_Work instruction:_
Word for word, transcribe every line below.

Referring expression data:
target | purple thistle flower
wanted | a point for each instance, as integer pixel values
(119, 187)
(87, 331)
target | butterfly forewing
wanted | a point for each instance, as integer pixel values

_Answer below:_
target | purple thistle flower
wanted | a point for each instance, as integer pixel values
(119, 187)
(87, 331)
target | butterfly forewing
wanted | a point for each instance, as integer pixel values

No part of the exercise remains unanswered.